— BEGIN Text passage —
In an embodiment, the plunger absorber 801 or a multi-finger absorber 802 can be compressed for insertion into position in the compressed gas tank 150, for example as illustrated in FIG. 23 by applying a force to the ends or to the individual compression members sufficient to overcome resistance and reversibly change the state of the plunger absorber 801 from an uncompressed state to a compressed state. When the vibration absorption member is being inserted into position in the compressed gas tank 150, the compressed state can be released allowing the plunger absorber 801 to expand to an installed state in which the plunger absorber can exert pressure against the tank and/or against the one or the plurality of stoppers 805.

For example, the plunger absorber 801 having a first end 808 and a second end 810 can be compressed by applying a force to the first end 808 and the second end 810, which reduces the distance between the first end 808 and the second end 810 and configures the plunger absorber 801 in a compressed state. In a non-limiting example, if the plunger absorber 801 was designed with an upper limit of compression of 60 psi, then a force of greater than 60 psi could be applied to the first end 808 and/or the second end 810 to configure the plunger absorber 801 to a compressed state. Upon insertion of the plunger absorber 801 into position in the compressed gas tank 150, the compression pressure of greater than 60 psi could be removed and the compressed state can be released allowing the plunger absorber 801 to expand to an installed state in which the plunger absorber can exert pressure against the tank or against the stoppers 805.
— END Text passage —
Decide whether each statement agrees with the absorber passage, answering yes or no and quoting the words from the passage that settle it. 1. In the 60 psi example, a force greater than 60 psi could be applied to compress the plunger absorber. 2. Compressing the plunger absorber increases the distance between its first end and its second end. 3. After insertion, the plunger absorber expands to an installed state in which it can press against the tank. The rows have no role in the work on the absorber passage.
— BEGIN Provided records —
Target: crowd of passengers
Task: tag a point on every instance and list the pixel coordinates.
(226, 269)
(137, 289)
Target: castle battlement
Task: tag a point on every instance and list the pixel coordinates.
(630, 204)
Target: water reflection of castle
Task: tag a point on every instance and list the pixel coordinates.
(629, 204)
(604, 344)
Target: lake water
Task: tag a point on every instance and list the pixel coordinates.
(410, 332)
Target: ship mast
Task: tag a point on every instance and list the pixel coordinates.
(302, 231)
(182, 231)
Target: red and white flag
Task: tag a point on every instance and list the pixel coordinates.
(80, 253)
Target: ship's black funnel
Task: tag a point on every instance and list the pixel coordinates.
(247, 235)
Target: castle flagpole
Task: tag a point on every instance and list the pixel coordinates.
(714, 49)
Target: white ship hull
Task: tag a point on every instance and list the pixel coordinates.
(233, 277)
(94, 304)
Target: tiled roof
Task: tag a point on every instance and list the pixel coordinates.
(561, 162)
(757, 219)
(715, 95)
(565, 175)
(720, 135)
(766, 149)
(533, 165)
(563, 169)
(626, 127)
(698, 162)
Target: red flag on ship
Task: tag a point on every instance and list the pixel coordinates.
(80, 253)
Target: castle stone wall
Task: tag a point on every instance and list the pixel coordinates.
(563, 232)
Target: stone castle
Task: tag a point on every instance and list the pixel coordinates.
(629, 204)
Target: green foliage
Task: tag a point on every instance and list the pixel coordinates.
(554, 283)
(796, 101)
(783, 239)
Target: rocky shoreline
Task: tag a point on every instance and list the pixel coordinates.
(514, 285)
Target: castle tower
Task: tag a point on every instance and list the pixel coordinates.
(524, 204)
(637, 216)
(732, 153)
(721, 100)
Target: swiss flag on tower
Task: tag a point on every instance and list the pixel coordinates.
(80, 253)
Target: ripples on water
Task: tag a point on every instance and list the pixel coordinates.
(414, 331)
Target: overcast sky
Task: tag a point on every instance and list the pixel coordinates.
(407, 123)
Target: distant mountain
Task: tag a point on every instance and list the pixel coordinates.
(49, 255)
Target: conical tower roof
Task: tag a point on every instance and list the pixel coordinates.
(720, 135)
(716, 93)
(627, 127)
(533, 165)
— END Provided records —
:: Answer below ::
1. Yes: "a force of greater than 60 psi could be applied to the first end 808 and/or the second end 810 to configure the plunger absorber 801 to a compressed state"
2. No: "which reduces the distance between the first end 808 and the second end 810"
3. Yes: "allowing the plunger absorber 801 to expand to an installed state in which the plunger absorber can exert pressure against the tank"